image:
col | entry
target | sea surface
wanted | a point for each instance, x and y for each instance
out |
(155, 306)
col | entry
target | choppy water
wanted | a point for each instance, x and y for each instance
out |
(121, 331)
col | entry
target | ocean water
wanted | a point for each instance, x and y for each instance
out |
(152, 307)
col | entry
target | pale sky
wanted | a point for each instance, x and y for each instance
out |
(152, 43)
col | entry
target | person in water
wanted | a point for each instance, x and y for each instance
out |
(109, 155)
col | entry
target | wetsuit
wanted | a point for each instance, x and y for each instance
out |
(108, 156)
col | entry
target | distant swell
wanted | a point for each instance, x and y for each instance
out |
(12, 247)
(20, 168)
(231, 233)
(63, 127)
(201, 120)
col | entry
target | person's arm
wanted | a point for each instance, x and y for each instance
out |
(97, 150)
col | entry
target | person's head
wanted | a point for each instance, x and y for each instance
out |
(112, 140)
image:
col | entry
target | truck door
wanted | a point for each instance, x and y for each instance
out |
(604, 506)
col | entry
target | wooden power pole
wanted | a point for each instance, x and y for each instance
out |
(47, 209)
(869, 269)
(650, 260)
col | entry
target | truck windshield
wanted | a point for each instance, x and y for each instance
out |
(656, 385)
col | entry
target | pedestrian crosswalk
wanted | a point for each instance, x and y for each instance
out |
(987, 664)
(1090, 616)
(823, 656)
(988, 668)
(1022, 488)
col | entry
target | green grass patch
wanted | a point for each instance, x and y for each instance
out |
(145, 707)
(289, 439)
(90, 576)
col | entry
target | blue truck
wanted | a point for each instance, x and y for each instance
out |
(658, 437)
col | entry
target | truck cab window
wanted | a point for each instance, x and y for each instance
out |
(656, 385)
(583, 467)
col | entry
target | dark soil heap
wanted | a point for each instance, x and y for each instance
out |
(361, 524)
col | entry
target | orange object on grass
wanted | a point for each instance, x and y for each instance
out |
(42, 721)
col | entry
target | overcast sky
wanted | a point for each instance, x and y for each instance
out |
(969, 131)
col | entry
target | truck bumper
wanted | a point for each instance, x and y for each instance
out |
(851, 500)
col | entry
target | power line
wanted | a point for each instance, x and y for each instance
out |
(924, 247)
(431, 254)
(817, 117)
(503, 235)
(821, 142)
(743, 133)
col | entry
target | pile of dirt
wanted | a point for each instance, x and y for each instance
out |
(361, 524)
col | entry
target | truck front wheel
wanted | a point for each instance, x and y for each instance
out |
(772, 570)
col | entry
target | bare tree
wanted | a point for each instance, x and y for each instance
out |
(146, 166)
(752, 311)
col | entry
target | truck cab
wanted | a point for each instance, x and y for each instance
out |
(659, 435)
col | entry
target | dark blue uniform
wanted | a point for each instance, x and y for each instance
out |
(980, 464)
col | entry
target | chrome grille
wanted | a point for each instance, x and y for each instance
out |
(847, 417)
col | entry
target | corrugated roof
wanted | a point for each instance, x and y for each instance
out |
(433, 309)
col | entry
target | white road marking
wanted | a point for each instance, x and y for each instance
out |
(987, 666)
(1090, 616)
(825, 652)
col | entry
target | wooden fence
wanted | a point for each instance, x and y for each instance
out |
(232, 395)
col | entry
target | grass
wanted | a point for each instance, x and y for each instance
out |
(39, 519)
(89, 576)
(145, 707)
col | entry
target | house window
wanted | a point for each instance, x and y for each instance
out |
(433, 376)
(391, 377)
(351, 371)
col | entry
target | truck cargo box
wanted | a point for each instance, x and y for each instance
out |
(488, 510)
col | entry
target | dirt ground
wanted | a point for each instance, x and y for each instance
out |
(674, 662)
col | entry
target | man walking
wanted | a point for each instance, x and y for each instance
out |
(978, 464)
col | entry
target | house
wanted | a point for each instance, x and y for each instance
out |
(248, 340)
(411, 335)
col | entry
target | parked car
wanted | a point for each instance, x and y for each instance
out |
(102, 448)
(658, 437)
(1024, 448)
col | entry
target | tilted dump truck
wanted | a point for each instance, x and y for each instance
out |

_ _ _ _ _

▶ **Assignment**
The response has to match the records above word for word.

▶ **Exercise solution**
image:
col | entry
target | sea surface
wanted | a point for each instance, x and y for each instance
out |
(155, 306)
col | entry
target | choppy water
wanted | a point for each instance, x and y for each instance
out |
(121, 331)
col | entry
target | ocean water
wanted | a point for each instance, x and y for each instance
out |
(152, 307)
col | entry
target | pale sky
wanted | a point for each instance, x and y for each instance
out |
(152, 43)
col | entry
target | person in water
wanted | a point for each instance, x and y for each instance
out |
(109, 155)
col | entry
target | wetsuit
wanted | a point for each instance, x and y for each instance
out |
(108, 156)
col | entry
target | distant swell
wanted | a point for each instance, x and y for each instance
out |
(12, 247)
(20, 168)
(231, 233)
(63, 127)
(201, 120)
col | entry
target | person's arm
wanted | a point for each instance, x and y for each instance
out |
(97, 150)
col | entry
target | person's head
wanted | a point for each instance, x and y for each instance
out |
(112, 140)
image:
col | entry
target | truck door
wanted | a point for each instance, x and y for each instance
out |
(604, 506)
col | entry
target | wooden power pole
wanted | a point for each instance, x and y for each instance
out |
(47, 209)
(869, 269)
(650, 260)
col | entry
target | truck windshield
wanted | a point for each instance, x and y for each instance
out |
(656, 385)
col | entry
target | pedestrian crosswalk
wanted | a point for each instance, x and y for each instance
out |
(987, 664)
(1090, 616)
(823, 656)
(988, 668)
(1022, 488)
col | entry
target | green grass patch
wanted | a point for each instance, x and y for each instance
out |
(145, 707)
(289, 439)
(90, 576)
col | entry
target | blue truck
wanted | a point for each instance, x and y for each instance
out |
(658, 437)
col | entry
target | truck cab window
wanted | a point for each instance, x and y for each instance
out |
(656, 385)
(583, 467)
col | entry
target | dark soil heap
wanted | a point for each instance, x and y for each instance
out |
(361, 524)
col | entry
target | orange object on grass
wanted | a point for each instance, x and y for each instance
out |
(42, 721)
col | entry
target | overcast sky
wanted | a point for each instance, x and y for each instance
out |
(969, 131)
col | entry
target | truck bumper
wanted | a point for each instance, x and y for each instance
out |
(851, 500)
col | entry
target | power line
wanted | a point for each instance, x and y for each instance
out |
(924, 247)
(431, 254)
(817, 117)
(503, 235)
(821, 142)
(743, 133)
col | entry
target | pile of dirt
wanted | a point for each instance, x and y for each instance
out |
(361, 524)
col | entry
target | truck front wheel
wanted | a point for each instance, x and y for each instance
out |
(772, 570)
col | entry
target | bare tree
wanted | a point for each instance, x and y for each instance
out |
(146, 166)
(752, 311)
col | entry
target | truck cab
wanted | a point for each instance, x and y for each instance
out |
(659, 435)
col | entry
target | dark blue uniform
wanted | a point for each instance, x and y for each instance
out |
(980, 464)
col | entry
target | chrome grille
wanted | a point for each instance, x and y for each instance
out |
(847, 417)
col | entry
target | corrugated roof
wanted | a point for each instance, x and y for each instance
out |
(433, 309)
col | entry
target | white road marking
wanted | a point for each instance, x and y for each instance
out |
(987, 666)
(1090, 616)
(825, 652)
col | entry
target | wooden fence
wanted | a point for each instance, x and y for each instance
out |
(232, 395)
col | entry
target | grass
wanted | a point for each instance, x and y for each instance
out |
(39, 519)
(89, 576)
(145, 707)
col | entry
target | house window
wanted | a point for each instance, x and y for each instance
out |
(433, 376)
(391, 377)
(351, 371)
col | entry
target | truck cargo box
wanted | a point for each instance, x and y for each instance
out |
(488, 510)
col | entry
target | dirt ground
wanted | a point for each instance, x and y for each instance
out |
(674, 662)
col | entry
target | man walking
wanted | a point for each instance, x and y for each instance
out |
(978, 464)
col | entry
target | house
wanted | a point for each instance, x and y for each instance
out |
(248, 340)
(411, 335)
col | entry
target | parked car
wanted | a point for each instance, x and y for each instance
out |
(102, 448)
(658, 437)
(1024, 448)
col | entry
target | tilted dump truck
wanted | a point for each instance, x and y for each instance
out |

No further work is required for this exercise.